■ Page excerpt
━━━
Scientific classification
- Kingdom: Animalia
- Phylum: Chordata
- Class: Aves
- Order: Passeriformes
- Family: Thamnophilidae
- Genus: Hypocnemis
- Species complex: Hypocnemis cantator complex
- Species: H. ochrogyna
- Binomial name: Hypocnemis ochrogyna Zimmer, 1932
- Synonyms: Hypocnemis cantator ochrogyna

= Rondonia warbling antbird =

- Genus: Hypocnemis
- Species: ochrogyna
- Authority: Zimmer, 1932
- Conservation status: VU
- Synonyms: Hypocnemis cantator ochrogyna

Species of bird

The Rondonia warbling antbird or Rondonia antwarbler, (Hypocnemis ochrogyna) is a Vulnerable species of bird in subfamily Thamnophilinae of family Thamnophilidae, the "typical antbirds". It is found in Bolivia and Brazil.

==Taxonomy and systematics==
The Rondonia warbling antbird was described by the American ornithologist John T. Zimmer in 1932 as a subspecies of the then warbling antbird Hypocnemis cantator sensu lato. Following a study published in 2007 that assessed vocal differences and to a lesser degree differences in plumages among the warbling antbird's subspecies, it and several others were elevated to full species status. The Rondonia warbling antbird is monotypic.

==Description==
The Rondonia warbling antbird is 11 to 12 cm long and weighs 11 to 15 g. Adult males have a black crown with a white central streak and a white supercilium on an otherwise black and white speckled face. Their upperparts are olive-gray with a white patch between the scapulars; the center of the patch has black and white speckles. Their rump is rufous. Their flight feathers are brown with yellowish olive-brown edges and their wing coverts black with white tips. Their tail is brown with pale buff tips to the feathers. Their throat is very pale gray. Their breast and sides are spotted with black and white, their belly's center is white, and their flanks and undertail coverts are rufous. Females have the same pattern but different colors than males. Their crown is streaked with pale buff, their back is lightly streaked pale ochraceous-brown, the interscapular patch is small or absent, and their wing coverts are olive-brown with pale buff tips.
━━━
■ Data
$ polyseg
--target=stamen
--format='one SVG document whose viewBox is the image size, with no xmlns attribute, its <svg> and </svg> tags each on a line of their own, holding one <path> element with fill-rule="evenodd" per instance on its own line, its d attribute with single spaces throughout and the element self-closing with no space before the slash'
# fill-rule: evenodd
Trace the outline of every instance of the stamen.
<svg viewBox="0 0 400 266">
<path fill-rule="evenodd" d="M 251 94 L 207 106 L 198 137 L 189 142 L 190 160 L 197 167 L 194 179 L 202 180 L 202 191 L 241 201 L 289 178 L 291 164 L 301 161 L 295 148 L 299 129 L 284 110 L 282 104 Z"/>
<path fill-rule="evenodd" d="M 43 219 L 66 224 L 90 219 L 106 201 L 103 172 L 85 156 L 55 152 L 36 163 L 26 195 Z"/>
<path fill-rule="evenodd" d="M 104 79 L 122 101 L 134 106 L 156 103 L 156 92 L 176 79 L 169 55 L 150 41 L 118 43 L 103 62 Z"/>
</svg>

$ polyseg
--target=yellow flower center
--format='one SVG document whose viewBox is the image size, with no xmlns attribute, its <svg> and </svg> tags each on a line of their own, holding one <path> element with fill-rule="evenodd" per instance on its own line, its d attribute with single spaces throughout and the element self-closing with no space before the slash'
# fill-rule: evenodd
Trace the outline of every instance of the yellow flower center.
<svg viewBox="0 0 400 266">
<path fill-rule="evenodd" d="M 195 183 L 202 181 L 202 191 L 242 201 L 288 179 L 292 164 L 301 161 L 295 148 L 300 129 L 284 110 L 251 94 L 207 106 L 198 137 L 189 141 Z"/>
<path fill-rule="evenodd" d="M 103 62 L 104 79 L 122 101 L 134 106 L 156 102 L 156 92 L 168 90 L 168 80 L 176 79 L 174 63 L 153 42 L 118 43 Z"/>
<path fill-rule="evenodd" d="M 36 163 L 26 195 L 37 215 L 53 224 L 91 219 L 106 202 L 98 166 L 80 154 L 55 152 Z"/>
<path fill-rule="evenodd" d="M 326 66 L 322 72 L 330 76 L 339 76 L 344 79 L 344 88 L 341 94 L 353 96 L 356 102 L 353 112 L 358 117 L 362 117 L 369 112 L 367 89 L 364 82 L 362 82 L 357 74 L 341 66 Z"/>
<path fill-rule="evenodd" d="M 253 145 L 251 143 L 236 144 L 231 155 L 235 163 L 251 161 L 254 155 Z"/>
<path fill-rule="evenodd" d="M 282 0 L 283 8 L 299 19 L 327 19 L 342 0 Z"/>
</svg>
━━━
■ Assignment A
Return the part of the Rondonia warbling antbird text that opens with the words containing "The Rondonia warbling antbird or" and closes with "Bolivia and Brazil.", copied word for word.
■ Assignment B
In the scientific classification at the top of the Rondonia warbling antbird text, list the name given for each rank from Kingdom down to Species.
■ Assignment C
Continue the Rondonia warbling antbird text from the point where it stops.

■ Written response A
The Rondonia warbling antbird or Rondonia antwarbler, (Hypocnemis ochrogyna) is a Vulnerable species of bird in subfamily Thamnophilinae of family Thamnophilidae, the "typical antbirds". It is found in Bolivia and Brazil.

■ Written response B
Animalia, Chordata, Aves, Passeriformes, Thamnophilidae, Hypocnemis, Hypocnemis cantator complex, H. ochrogyna

■ Written response C
==Distribution and habitat==
Its range extends from the rio Madeira to rio Roosevelt (in the western Brazilian states of Rondônia and Mato Grosso and the eastern Bolivian departments of Beni and Santa Cruz). It primarily inhabits terra firme evergreen forest, and also várzea, adjacent mature secondary woodland, and the ecotone between forest and savannah. It mostly occurs in dense understorey vegetation at forest edges and within the forest at gaps caused by fallen trees. In elevation it ranges as high as 1300 m.

==Behavior==
===Movement===
The Rondonia warbling antbird is believed to be a year-round resident throughout its range.

===Feeding===
The Rondonia warbling antbird's diet and foraging behavior are not known, but are assumed to be very similar to those of its previous "parent" Hypocnemis cantator.

===Breeding===
Nothing is known about the Rondonia warbling antbird's breeding biology.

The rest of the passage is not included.